The answer must be a bare number: the count of lines below that contain "rear".

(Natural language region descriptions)
'''
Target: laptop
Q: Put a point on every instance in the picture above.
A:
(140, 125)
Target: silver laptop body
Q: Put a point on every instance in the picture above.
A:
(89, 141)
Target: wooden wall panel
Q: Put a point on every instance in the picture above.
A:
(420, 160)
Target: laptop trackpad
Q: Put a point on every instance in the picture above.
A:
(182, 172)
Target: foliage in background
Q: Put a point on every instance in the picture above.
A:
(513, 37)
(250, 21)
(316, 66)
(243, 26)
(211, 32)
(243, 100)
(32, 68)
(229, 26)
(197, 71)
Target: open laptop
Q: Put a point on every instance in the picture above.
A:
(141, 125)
'''
'''
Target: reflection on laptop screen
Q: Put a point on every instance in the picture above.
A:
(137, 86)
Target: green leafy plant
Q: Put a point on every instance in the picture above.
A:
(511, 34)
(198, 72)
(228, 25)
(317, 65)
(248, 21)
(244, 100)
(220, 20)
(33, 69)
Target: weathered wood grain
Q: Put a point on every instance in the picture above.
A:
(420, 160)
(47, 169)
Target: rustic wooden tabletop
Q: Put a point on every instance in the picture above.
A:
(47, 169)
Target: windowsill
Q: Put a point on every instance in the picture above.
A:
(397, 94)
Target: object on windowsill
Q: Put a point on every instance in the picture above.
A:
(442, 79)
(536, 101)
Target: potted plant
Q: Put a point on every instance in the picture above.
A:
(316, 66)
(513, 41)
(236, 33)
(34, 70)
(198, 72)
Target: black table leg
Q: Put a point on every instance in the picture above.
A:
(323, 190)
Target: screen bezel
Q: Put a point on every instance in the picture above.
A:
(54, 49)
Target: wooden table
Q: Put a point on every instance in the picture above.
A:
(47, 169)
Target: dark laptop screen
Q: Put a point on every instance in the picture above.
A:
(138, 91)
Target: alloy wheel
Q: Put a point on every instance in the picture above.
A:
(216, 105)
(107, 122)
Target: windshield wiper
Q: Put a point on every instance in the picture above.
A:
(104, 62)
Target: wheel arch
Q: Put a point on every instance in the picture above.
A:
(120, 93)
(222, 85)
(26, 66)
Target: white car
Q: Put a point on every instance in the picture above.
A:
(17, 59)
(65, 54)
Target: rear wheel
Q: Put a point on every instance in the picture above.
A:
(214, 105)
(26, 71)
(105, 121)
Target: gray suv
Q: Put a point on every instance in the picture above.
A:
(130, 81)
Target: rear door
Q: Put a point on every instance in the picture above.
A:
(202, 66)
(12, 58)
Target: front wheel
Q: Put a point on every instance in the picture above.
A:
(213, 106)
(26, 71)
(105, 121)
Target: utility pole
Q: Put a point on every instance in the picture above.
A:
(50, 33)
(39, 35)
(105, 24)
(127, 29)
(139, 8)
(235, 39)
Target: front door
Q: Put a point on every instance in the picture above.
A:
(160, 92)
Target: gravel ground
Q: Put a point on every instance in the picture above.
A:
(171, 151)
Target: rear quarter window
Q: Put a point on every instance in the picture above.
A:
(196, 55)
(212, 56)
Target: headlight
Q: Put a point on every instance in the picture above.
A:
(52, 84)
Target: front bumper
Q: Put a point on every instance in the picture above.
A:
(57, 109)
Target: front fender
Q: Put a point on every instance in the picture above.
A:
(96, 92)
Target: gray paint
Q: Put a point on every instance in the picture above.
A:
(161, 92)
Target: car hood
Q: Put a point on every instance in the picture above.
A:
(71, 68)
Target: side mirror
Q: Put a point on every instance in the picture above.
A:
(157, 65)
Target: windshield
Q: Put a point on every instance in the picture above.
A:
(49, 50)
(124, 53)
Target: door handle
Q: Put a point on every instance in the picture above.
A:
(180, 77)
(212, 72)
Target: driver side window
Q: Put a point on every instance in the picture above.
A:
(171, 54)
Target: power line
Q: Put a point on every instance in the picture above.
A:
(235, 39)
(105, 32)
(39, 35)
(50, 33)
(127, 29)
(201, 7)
'''
'''
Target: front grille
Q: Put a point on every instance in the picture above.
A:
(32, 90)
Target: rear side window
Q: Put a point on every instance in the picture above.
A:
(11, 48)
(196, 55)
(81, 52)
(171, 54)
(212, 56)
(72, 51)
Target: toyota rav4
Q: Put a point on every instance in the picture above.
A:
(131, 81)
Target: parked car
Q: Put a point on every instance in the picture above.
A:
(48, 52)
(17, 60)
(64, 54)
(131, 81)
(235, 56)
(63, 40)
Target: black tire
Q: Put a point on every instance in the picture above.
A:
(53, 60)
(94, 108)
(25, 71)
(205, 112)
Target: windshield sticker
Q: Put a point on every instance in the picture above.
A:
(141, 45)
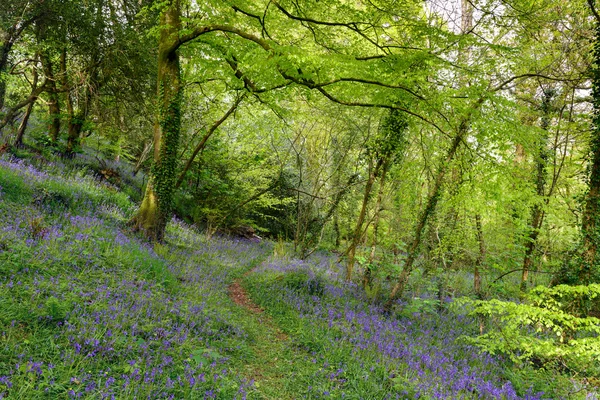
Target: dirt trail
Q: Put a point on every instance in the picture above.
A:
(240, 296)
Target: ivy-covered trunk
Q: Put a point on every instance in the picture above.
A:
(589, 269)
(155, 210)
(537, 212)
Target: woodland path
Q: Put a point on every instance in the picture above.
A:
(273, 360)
'''
== Answer area ==
4